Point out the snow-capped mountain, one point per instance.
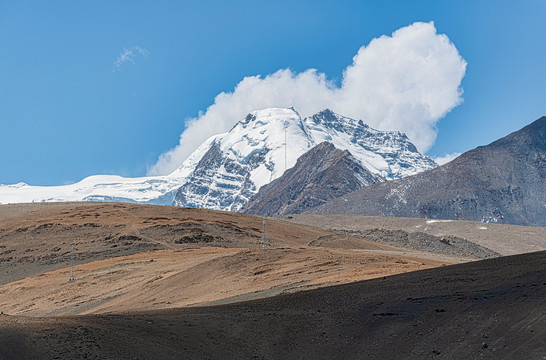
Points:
(257, 150)
(227, 169)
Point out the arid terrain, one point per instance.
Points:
(164, 282)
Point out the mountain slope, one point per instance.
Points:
(502, 182)
(258, 150)
(322, 174)
(227, 169)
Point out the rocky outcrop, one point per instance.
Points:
(322, 174)
(503, 182)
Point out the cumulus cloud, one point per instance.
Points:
(405, 82)
(441, 160)
(128, 55)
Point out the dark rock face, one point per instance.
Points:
(322, 174)
(502, 182)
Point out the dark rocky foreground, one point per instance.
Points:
(491, 309)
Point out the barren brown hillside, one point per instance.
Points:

- [Instruction]: Can you repeat all of the lines above word for word, leaving the picture out of your answer?

- [Response to this task]:
Point out the snow-capped mountain, one point per instance.
Points:
(257, 150)
(227, 169)
Point out the arid terrain, one point per instance.
Points:
(164, 282)
Point out the mountain slope, one point per instance.
Points:
(502, 182)
(258, 150)
(322, 174)
(227, 169)
Point out the rocky outcrop, one point per instance.
Points:
(322, 174)
(503, 182)
Point out the cumulus cloud, one point per instance.
Points:
(405, 82)
(441, 160)
(128, 55)
Point out the dark rock face, one point per instance.
Points:
(322, 174)
(502, 182)
Point out the dark rocky foreground, one point per instance.
Points:
(491, 309)
Point out the barren brown hillside, one point per instance.
Points:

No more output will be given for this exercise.